§ What to do
Using the listing below, please count the lines that contain the string "street". Only the number is wanted.

──────── Data

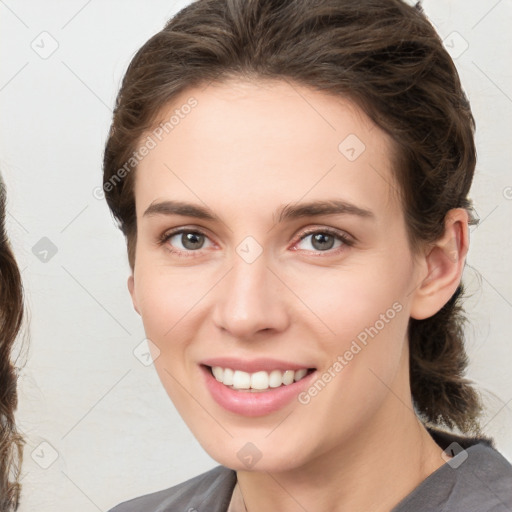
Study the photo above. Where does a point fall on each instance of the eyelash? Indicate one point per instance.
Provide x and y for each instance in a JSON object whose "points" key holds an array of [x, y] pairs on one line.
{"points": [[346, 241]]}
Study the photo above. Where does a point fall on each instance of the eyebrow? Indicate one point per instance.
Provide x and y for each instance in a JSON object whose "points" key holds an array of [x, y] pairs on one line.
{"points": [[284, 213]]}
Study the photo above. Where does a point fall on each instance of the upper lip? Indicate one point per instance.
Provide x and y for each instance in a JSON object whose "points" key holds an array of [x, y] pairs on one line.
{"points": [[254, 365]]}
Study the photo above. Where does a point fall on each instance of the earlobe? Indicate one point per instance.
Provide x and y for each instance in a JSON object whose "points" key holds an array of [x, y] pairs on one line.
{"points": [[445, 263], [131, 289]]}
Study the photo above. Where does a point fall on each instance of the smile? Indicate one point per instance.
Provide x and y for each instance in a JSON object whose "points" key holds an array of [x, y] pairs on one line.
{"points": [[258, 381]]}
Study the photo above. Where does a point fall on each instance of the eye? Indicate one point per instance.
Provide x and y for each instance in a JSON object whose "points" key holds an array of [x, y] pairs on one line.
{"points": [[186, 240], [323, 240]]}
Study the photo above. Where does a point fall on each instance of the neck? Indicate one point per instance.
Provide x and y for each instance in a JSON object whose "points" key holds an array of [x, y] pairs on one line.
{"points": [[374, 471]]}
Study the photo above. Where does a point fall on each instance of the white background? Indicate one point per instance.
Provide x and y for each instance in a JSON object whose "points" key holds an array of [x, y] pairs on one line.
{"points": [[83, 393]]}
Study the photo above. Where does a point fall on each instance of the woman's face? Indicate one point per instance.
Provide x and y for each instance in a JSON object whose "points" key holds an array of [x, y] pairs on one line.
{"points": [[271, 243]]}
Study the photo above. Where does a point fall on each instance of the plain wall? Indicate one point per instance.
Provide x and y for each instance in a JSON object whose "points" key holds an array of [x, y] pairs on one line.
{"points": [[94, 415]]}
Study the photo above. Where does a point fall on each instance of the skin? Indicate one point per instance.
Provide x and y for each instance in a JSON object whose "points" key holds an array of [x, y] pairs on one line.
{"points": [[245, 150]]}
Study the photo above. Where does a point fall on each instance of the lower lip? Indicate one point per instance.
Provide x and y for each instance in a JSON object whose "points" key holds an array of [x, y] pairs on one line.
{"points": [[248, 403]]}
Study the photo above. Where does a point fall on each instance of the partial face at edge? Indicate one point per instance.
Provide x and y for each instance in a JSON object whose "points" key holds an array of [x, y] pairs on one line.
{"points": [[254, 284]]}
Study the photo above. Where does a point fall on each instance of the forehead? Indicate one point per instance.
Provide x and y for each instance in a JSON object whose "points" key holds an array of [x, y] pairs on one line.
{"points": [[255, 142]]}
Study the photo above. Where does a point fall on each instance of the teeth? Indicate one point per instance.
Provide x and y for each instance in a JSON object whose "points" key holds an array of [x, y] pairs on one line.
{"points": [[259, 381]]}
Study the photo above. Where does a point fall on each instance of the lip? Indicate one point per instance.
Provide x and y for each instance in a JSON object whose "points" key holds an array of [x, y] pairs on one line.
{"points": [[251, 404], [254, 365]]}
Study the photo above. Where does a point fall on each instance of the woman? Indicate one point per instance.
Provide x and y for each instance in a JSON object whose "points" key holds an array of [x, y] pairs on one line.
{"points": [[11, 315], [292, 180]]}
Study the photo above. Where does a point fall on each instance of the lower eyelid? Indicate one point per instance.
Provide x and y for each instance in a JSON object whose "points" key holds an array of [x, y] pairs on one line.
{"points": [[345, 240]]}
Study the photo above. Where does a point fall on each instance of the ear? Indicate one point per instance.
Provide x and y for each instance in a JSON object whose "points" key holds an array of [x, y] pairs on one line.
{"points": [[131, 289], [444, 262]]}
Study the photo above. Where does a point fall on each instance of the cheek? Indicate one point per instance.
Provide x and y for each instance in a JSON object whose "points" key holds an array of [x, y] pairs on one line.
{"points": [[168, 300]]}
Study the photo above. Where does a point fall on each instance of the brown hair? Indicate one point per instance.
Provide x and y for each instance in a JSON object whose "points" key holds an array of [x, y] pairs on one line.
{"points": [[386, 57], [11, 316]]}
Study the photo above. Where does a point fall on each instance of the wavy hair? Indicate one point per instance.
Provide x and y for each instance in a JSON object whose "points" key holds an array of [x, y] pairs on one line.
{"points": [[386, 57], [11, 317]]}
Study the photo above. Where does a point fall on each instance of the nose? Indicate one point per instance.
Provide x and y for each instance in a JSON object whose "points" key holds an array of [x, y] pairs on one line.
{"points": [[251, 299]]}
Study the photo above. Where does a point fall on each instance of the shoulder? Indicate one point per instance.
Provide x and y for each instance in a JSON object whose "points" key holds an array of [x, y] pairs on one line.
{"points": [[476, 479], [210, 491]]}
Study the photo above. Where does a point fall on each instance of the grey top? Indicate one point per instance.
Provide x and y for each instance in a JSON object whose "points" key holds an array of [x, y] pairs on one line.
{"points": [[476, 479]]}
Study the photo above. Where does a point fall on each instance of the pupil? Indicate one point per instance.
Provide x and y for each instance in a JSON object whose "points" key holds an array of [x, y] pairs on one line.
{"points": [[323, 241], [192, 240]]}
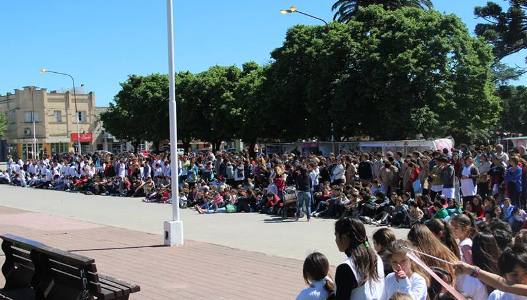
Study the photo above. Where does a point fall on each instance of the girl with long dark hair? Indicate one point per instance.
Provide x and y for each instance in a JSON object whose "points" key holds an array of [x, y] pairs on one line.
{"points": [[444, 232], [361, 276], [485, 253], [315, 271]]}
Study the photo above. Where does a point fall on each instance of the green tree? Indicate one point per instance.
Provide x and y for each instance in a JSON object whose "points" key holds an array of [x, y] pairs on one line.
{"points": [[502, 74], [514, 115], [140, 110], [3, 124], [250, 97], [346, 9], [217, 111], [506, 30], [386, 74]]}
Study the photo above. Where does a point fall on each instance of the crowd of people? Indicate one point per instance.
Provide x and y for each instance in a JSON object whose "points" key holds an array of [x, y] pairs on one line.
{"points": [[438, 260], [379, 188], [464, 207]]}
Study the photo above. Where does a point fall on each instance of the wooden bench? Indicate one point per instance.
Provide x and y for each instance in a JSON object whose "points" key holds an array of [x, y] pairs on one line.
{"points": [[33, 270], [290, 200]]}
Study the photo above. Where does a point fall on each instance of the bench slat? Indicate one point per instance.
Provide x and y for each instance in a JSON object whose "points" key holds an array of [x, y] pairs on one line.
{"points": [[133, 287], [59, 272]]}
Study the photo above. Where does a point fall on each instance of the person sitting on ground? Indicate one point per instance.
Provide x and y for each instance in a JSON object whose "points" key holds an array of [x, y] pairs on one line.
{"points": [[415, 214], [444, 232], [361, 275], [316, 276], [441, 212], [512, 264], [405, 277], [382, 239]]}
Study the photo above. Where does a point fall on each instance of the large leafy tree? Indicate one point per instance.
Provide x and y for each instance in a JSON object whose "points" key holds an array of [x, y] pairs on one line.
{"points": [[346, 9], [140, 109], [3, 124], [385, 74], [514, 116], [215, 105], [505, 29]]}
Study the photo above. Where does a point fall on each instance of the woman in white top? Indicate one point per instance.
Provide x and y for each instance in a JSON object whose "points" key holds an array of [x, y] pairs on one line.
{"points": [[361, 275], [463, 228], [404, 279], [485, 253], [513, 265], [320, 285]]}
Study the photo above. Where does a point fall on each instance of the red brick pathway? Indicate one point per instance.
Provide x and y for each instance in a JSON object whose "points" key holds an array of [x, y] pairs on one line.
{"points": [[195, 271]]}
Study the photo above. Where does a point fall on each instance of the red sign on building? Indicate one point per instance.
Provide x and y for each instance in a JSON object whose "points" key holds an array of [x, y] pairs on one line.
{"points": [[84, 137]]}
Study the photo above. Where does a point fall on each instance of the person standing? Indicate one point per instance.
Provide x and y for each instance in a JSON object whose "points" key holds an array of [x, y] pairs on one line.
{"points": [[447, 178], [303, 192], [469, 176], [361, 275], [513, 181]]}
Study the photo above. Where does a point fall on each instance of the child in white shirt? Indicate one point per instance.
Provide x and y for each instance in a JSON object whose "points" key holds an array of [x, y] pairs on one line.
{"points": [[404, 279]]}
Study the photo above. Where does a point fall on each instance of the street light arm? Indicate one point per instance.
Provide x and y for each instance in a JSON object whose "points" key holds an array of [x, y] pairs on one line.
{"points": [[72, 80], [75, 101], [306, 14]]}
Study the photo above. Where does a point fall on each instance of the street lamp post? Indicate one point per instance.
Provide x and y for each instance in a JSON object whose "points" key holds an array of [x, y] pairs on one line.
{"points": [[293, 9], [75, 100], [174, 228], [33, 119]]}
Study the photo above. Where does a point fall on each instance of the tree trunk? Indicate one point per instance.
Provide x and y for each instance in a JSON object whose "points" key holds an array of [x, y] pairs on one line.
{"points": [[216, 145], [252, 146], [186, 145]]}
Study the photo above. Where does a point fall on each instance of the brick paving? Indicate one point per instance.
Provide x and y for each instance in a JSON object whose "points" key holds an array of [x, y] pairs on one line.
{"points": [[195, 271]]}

────────────────
──────── Data

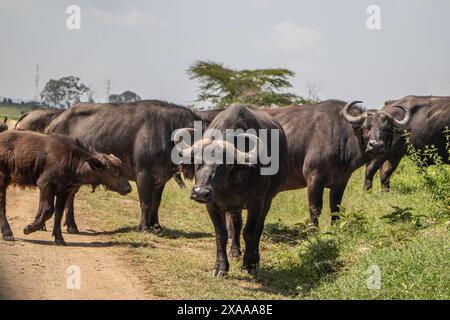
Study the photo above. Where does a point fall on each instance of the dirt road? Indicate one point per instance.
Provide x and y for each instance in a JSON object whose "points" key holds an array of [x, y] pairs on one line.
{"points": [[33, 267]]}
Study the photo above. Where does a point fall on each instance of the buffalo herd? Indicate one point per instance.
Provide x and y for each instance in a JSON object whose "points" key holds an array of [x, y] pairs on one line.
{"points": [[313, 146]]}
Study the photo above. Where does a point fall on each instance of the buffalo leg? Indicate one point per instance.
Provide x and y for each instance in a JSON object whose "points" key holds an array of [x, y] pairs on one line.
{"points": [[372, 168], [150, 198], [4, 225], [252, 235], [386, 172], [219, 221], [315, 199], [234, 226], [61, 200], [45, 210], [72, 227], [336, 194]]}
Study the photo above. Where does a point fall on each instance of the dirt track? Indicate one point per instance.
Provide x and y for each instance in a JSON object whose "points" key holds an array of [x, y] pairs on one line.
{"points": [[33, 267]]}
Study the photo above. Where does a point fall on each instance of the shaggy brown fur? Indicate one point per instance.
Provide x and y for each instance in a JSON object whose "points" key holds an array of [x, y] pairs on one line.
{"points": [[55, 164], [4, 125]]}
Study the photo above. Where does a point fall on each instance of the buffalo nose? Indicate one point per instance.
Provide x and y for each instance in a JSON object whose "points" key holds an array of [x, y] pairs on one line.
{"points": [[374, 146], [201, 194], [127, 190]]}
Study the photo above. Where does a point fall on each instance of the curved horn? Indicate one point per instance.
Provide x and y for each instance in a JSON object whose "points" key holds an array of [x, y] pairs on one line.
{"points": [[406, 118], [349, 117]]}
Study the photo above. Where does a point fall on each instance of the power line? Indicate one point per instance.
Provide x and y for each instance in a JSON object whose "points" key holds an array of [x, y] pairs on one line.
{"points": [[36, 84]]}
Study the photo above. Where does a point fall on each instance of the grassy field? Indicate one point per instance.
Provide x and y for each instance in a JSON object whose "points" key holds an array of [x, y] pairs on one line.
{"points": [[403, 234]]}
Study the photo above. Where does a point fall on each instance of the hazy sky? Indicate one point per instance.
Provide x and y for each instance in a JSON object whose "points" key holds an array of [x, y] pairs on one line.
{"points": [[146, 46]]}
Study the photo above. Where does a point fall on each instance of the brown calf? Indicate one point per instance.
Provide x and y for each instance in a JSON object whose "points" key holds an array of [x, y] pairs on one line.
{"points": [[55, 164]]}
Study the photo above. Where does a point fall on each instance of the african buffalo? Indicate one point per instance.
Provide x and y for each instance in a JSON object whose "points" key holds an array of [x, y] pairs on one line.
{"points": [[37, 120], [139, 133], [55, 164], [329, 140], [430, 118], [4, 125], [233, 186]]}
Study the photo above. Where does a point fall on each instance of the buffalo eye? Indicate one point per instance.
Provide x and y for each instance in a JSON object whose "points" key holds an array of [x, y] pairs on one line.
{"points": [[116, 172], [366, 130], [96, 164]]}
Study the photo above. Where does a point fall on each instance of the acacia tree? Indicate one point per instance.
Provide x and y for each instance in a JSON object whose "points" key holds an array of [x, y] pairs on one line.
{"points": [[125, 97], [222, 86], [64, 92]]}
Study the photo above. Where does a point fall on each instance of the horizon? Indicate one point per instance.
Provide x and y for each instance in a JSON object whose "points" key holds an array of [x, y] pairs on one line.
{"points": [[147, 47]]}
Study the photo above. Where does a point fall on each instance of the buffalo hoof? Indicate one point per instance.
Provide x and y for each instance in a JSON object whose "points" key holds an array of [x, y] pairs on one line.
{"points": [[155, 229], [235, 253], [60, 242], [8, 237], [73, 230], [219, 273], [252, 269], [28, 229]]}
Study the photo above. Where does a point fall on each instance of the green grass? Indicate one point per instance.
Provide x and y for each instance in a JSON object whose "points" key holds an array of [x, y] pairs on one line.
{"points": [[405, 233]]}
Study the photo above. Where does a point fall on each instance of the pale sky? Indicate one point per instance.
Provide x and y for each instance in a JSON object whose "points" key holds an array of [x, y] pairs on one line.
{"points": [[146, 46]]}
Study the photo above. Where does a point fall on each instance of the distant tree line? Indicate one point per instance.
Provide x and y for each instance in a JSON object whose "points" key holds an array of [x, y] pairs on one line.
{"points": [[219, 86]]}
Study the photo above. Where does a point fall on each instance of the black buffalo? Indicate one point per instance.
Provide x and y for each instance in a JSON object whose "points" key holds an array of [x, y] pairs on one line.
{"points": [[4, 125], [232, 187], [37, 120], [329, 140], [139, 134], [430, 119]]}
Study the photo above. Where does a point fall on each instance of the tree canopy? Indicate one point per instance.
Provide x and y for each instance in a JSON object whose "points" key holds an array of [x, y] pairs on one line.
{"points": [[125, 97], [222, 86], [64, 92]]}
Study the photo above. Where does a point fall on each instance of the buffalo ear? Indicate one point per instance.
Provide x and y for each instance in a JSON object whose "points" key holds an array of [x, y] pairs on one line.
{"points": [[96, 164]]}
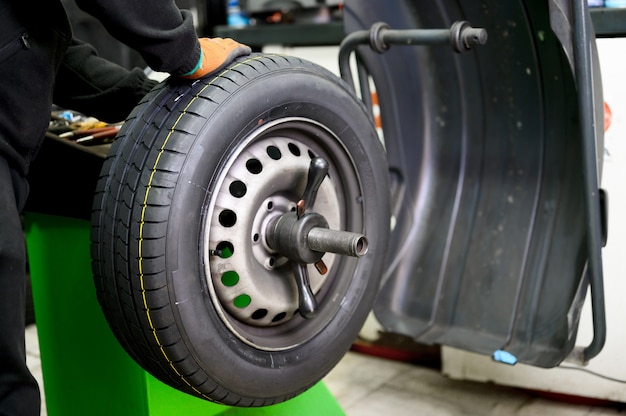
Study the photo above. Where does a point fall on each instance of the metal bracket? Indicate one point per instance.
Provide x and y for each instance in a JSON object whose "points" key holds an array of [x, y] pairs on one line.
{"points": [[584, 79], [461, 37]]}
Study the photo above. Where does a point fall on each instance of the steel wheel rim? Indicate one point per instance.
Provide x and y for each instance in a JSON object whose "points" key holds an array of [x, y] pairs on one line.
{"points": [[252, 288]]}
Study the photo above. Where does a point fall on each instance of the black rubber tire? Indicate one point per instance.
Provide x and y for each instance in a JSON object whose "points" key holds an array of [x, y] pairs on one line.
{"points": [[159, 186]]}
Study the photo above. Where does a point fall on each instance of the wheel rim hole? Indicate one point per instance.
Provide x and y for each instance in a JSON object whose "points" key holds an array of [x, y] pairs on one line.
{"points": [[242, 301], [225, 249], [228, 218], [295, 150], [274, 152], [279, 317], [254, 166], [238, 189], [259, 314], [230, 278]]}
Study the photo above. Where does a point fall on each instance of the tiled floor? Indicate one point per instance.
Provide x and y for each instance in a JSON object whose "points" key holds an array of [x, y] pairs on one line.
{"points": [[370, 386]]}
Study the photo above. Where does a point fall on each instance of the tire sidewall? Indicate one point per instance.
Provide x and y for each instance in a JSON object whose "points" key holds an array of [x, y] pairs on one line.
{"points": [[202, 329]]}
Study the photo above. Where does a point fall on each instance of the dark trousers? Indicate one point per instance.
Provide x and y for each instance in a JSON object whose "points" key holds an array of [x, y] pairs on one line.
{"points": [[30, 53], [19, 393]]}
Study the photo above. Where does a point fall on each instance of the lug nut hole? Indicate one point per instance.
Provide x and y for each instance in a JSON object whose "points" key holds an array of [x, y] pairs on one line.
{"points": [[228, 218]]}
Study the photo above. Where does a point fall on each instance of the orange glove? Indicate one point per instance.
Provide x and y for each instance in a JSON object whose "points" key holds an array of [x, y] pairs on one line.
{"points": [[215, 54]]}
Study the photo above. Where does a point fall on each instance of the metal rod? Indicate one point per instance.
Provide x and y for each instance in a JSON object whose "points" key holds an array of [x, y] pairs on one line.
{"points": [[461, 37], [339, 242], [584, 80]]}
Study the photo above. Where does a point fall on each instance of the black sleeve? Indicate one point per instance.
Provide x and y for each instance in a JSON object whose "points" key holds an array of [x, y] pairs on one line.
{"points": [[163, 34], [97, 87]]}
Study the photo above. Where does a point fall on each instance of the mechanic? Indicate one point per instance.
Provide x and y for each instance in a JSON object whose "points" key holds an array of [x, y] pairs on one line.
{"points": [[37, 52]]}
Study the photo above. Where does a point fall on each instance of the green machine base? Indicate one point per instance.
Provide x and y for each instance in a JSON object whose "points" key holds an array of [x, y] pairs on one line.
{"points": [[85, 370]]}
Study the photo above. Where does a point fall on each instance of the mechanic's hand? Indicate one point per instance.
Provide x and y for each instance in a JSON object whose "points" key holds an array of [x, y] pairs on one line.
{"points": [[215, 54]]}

────────────────

§ Written solution
2